━━━ Alıntı Metin

Başbakan Erdoğan, Kürt meselesinde iki kişiye çok güvenir ve onlara danışarak iş yapar. Mesud Barzani ve Kemal Burkay ile sıkça fikir alışverişinde bulunur.
Bu kişilere şimdi de Leyla Zana katıldı.
Bu üç kişi, Erdoğan’a “Kürtçe Eğitim-Öğretim” konusunda baskı yapmakta, Kürtçü-Bölücü terör hareketinin ancak “Kürtçe Eğitim-Öğretim” anayasal hak olarak tanınırsa duracağı yalanını söylemektedirler.
AKP Hükümeti yaptığı uygulamalarla bu yalana inanmış görünmektedir.
Bu konudaki düşüncemizi paylaşmadan evvel, Türk Milletine, Türkçeden başka dillerde de eğitim-öğretim öneren ve ısrar eden bazı ülkelerde durum nedir, ona beraberce bakalım;
KUZEY IRAK;
Barzani, resmi dil olarak “Sorani” dilini resmi dil, yani eğitim-öğretim dili olarak dayatıyor. Hatta, Kürtçeyi yasaklama çalışıyor. Sorani, Arap harflerinden oluşuyor ve Kürtlerin çoğu bu dili anlamıyor. Türkiye’ye “Kürtçe Eğitim” dayatanların bu uygulamaya karşı sesleri çıkamaz.

━━━━━━
━━━ Veri Alıntısı

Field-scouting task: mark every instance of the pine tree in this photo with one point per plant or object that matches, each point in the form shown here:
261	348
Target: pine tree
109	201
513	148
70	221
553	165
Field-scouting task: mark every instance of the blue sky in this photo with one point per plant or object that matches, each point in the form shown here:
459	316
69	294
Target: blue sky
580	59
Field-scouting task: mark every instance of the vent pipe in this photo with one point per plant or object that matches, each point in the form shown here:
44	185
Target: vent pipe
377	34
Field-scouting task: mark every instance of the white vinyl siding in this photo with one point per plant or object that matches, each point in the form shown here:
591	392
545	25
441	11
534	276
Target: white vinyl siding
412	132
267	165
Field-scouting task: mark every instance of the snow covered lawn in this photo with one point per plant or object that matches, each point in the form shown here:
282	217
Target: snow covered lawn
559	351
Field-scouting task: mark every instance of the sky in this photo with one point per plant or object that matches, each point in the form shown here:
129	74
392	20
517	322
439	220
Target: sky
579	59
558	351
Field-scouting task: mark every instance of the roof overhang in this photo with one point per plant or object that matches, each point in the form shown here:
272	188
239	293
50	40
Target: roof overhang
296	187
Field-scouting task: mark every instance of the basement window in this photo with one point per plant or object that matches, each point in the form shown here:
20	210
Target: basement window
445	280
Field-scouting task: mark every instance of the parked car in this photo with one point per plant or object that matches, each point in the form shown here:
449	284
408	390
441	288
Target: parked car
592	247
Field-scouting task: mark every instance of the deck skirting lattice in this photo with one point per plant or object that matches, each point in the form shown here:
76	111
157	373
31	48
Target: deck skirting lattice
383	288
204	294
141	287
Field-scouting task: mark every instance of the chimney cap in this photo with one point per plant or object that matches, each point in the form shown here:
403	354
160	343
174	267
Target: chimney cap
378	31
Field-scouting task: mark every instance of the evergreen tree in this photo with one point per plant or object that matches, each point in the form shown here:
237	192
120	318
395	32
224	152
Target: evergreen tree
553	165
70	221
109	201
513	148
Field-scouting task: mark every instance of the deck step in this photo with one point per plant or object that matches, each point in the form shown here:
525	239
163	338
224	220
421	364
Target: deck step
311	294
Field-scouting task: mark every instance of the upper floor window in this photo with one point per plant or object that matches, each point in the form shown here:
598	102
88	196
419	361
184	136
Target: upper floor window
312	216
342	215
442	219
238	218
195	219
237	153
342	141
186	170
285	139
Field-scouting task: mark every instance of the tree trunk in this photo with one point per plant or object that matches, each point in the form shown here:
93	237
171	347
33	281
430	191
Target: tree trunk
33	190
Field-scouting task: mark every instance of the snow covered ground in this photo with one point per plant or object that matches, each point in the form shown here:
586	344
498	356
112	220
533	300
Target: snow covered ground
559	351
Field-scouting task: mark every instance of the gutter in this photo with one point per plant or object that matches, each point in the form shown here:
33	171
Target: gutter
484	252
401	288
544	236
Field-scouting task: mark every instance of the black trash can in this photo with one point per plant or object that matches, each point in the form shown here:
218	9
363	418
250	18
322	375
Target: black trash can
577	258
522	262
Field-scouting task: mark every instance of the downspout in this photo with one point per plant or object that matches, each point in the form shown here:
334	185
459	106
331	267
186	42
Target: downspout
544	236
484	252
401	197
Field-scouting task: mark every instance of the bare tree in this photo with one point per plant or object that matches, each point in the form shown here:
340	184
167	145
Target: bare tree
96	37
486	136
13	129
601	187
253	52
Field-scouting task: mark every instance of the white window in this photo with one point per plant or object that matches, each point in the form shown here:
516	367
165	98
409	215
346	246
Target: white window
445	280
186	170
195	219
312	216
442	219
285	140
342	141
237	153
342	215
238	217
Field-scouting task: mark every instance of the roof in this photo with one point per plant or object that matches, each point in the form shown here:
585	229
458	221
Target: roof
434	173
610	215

━━━━━━

_Yapılacaklar_.
1. Kürtçe eğitimle ilgili metnin “Bu üç kişi, Erdoğan’a” ile başlayıp “duracağı yalanını söylemektedirler.” ifadesine kadar süren bölümünü, “baskı yapmakta” yerine “ısrar etmekte” koyarak düzenleyin ve yeniden verin.
2. Kürtçe eğitimle ilgili metni kaldığı yerden sürdürün.

_Görev Yanıtları_.
1.
Bu üç kişi, Erdoğan’a “Kürtçe Eğitim-Öğretim” konusunda ısrar etmekte, Kürtçü-Bölücü terör hareketinin ancak “Kürtçe Eğitim-Öğretim” anayasal hak olarak tanınırsa duracağı yalanını söylemektedirler.

2.
Çünkü Kuzey Irak’ta Barzani’ye karşı gelmek, ölümle eşdeğerdir. Hele Türkiye’de askere-polise yaptıkları gibi bir Peşmergeyi öldürmeye kalkışmanın cezasını sadece yapan değil, yedi sülalesi yok edilerek çeker…
İRAN-SURİYE-IRAK;
Bu üç ülkede yaşayan Kürtler, özellikle “Kürt Diasporasını” oluşturan Kürtler, bir Avrupa ülkesinde bir araya geldiklerinde “Kürtçe” anlaşamazlar, çünkü hepsi farklı lehçeler kullanırlar. Arapça-Farsça veya Türkçe konuşarak anlaşırlar. Birbirleriyle “Türkçe” konuşarak anlaşabilen bölücülerin Türkiye’ye
“Kürtçe Eğitim-Öğretim” dayatmaları ve bizdeki bazı safların da buna inanması, ne garip bir çelişkidir!.. Diğer bir çelişki ise, PKK Başkanı “Apo” kod adlı,
Agop Sarkisyan’ın da tek kelime Kürtçe bilmediğidir…
BREZİLYA;
Tek resmi dil olan Portekizce, etnik köken fark etmeksizin tüm Brezilya’lılar tarafında kullanılan ortak dildir.
ÇİN;
Ülkede üç ana Çin’ce türü vardır. Mandarin-Kanton-Hongkong Çincesi. Resmi dil, yani Eğitim-Öğretim dili tüm Çin’de tektir ve Mandarin Çincesidir.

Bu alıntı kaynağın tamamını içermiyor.